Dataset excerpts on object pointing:
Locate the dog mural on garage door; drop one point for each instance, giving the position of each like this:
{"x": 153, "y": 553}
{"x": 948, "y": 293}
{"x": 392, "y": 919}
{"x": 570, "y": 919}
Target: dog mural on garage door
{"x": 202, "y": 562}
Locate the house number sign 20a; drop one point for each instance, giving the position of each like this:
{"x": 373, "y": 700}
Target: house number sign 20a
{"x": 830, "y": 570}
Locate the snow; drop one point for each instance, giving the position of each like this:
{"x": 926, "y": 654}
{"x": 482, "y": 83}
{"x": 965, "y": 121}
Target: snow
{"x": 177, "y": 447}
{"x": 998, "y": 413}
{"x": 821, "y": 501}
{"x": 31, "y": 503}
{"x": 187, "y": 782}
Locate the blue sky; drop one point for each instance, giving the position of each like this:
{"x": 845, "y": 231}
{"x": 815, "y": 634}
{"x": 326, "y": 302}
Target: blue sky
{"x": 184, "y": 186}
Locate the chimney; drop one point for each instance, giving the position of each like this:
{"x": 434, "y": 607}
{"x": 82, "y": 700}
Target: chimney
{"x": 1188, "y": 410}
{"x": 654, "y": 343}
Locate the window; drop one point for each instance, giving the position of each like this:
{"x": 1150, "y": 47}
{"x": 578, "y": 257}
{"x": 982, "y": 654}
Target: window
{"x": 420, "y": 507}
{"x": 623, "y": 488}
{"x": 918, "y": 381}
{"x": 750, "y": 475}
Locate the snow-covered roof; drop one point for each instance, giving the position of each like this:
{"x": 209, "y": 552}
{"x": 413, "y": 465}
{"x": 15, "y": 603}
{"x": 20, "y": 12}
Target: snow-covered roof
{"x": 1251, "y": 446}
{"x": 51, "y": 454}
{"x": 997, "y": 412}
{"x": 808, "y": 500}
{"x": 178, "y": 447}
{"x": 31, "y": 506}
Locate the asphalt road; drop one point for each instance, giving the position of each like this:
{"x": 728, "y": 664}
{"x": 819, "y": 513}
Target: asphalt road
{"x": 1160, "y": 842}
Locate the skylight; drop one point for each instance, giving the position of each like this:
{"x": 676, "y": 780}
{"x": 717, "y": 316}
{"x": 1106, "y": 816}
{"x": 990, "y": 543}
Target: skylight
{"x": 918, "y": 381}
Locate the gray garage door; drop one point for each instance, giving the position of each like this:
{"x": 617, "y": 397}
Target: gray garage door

To do: Update the listing above by replacing every occurrence of "drop one point" with "place one marker", leaving everything else unchanged.

Complete response:
Locate the dog mural on garage door; place one marker for each instance, giving the position of each like this:
{"x": 153, "y": 553}
{"x": 948, "y": 293}
{"x": 392, "y": 919}
{"x": 570, "y": 919}
Target: dog mural on garage door
{"x": 202, "y": 562}
Locate the house number sign 20a; place one marker for each instance, giving the position of each like this:
{"x": 373, "y": 700}
Target: house number sign 20a
{"x": 830, "y": 570}
Locate the snow; place one marker for each instance, giving the position of each like this:
{"x": 926, "y": 654}
{"x": 482, "y": 83}
{"x": 965, "y": 121}
Target: snow
{"x": 177, "y": 447}
{"x": 998, "y": 413}
{"x": 821, "y": 501}
{"x": 31, "y": 503}
{"x": 187, "y": 782}
Locate the blue sky; place one marker for each instance, giving the position of each like this:
{"x": 845, "y": 231}
{"x": 815, "y": 634}
{"x": 326, "y": 302}
Target: blue sky
{"x": 184, "y": 186}
Locate the chimney; place one marker for each instance, giving the position of each like this:
{"x": 434, "y": 607}
{"x": 82, "y": 700}
Target: chimney
{"x": 1188, "y": 410}
{"x": 654, "y": 343}
Locate the window; place one marker for each instance, giving the position of each like this:
{"x": 1150, "y": 47}
{"x": 578, "y": 257}
{"x": 982, "y": 654}
Target: window
{"x": 420, "y": 507}
{"x": 623, "y": 488}
{"x": 918, "y": 381}
{"x": 750, "y": 475}
Locate the snow-covered roof; place one marker for each instance, giving the position of each like this:
{"x": 209, "y": 552}
{"x": 413, "y": 465}
{"x": 15, "y": 603}
{"x": 20, "y": 12}
Target: snow-covered roof
{"x": 1251, "y": 446}
{"x": 51, "y": 454}
{"x": 997, "y": 412}
{"x": 808, "y": 500}
{"x": 178, "y": 447}
{"x": 31, "y": 506}
Locate the asphalt road; place one marker for each instance, giving the position of each like this:
{"x": 728, "y": 664}
{"x": 819, "y": 513}
Target: asphalt road
{"x": 1160, "y": 842}
Locate the skylight; place one marker for each instance, giving the position of each like this:
{"x": 676, "y": 780}
{"x": 717, "y": 316}
{"x": 1106, "y": 816}
{"x": 990, "y": 543}
Target: skylight
{"x": 918, "y": 381}
Locate the gray garage door; place one marker for each instance, giving the position of each like this:
{"x": 617, "y": 397}
Target: gray garage door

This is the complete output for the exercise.